Activity list →
1. In the post about Inire, which example does the writer give of a clue that is confirmed within the text?
2. Say whether each statement agrees with the post about Inire, answering yes or no and quoting the words of the post that decide it: (a) The writer treats the religious undercurrent as central to their reading. (b) The writer thinks Severian's whole journey is foreordained. (c) The monkey watching Severian from the jungle canopy is described as gray.

Exercise text →

++++

(urth) Who's Right?

Ryan Dunn ryan at liftingfaces.com
Thu Dec 2 20:45:08 PST 2010


On Dec 2, 2010, at 2:25 PM, Gerry Quinn wrote:

> Now of course nothing I've said proves that Inire does not in fact go around in disguise behind the scenes, manipulating everyone and everything, in addition to his apparent role as a kind of Grand Vizier and advisor to the the Autarch.  But to believe it, I need evidence, and convincing me takes stronger evidence than somebody seeing a monkey in the jungle.  Because you know, even in a book by Gene Wolfe it could have been just a monkey!

But we do know that Inire appears in disguise at least once, right? Why not more than once? I know you seek evidence, but because some evidence isn't 100% spelled out, does that mean it is not noteworthy, or not worth exploring unless it can be definitively proven?

I think Wolfe has various shades of clue overtness in his books. Some more confirmed within the text (Dr. Talos as robot, for instance), some evidently laid out for us to conclude (Dorcas as Severian's grandmother, for instance), and some more obtuse (man at drowning at Gyoll as Dorcas's husband, for instance). Those clues also have various shades of significance, as well.

Is Agia as robot significant? Well it may be, but the clues I have dug up in trying to test that theory are not extensive enough at this point to shed enough of an aureole of light on the matter. :)

My perception of the BotNS, in my readings, leads me more down the "we're watching you," premise, where others may not feel that is as central to the story. I think Severian's entire journey is foreordained, and it's not just Famulimus, Barbatus and Ossipago (and the hiero's in general) doing the watching. I believe Severian and Inire (both proven time-meddlers) are also involved in shaping the Severian we follow into the New Sun. Are they in cahoots with the hiero's? Are they motivated by saving Urth? Urthlings? This is what I seek to understand. The religious undercurrent, the mythological parallels, that's all incidental to me. Novel, but only useful if they help reveal the turns of the novel itself.

When you take this view, of course finding any possible evidence that Severian and/or Inire are watching/testing Severian ±3 is significant. The Autarch checks in on him throughout, right? The whole journey just feels staged to me, like The Truman Show, and that is significant as well. So when Severian takes time out in his tome to tell me that a red, wizened monkey is watching him from the jungle canopy, and that were it not for his arms he would think it human, yes I take note.

An example of inferred clues from SotT, after he knocks at the door in the Atrium of Time...

"There is really no describing the sensation of being watched. I have heard it called a prickling at the back of the neck, and even a consciousness of eyes that seem to float in darkness, but it is neither - at least, not for me. It is something akin to a sourceless embarrassment, coupled with the feeling that I must not turn around, because to turn will be to appear a fool, answering the promptings of baseless intuition. Eventually, of course, one does. I turned with the vague impression that someone had followed me through the hole at the base of the dial.

Instead I saw a young woman wrapped in furs standing before a door at the opposite side of the court."

So here... am I alone in deducing that Severian the Apprentice senses Severian the Lame at his back, about to knock on that door in the future? Forgive me if these theories are old hat, but either way they relate to the point I am trying to make. To compliment the previous passage, at the end of CotA, here is the part where Severian the Lame revisits the Atrium of Time...

"I had feared I would have difficulty in squeezing through its narrow crevice, but if the present Severian was somewhat larger of bone, he was also leaner, so that when I had worked my shoulders through the rest followed easily enough.

++++

Data to examine →
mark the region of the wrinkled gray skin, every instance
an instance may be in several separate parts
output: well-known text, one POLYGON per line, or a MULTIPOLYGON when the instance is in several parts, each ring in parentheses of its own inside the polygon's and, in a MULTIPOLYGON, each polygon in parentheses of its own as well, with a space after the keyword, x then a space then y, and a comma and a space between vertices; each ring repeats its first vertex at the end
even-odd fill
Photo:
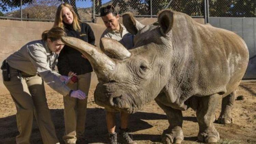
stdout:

++++

Response list →
1. Dr. Talos as robot.

2.
(a) No: "The religious undercurrent, the mythological parallels, that's all incidental to me."
(b) Yes: "I think Severian's entire journey is foreordained"
(c) No: "a red, wizened monkey is watching him from the jungle canopy"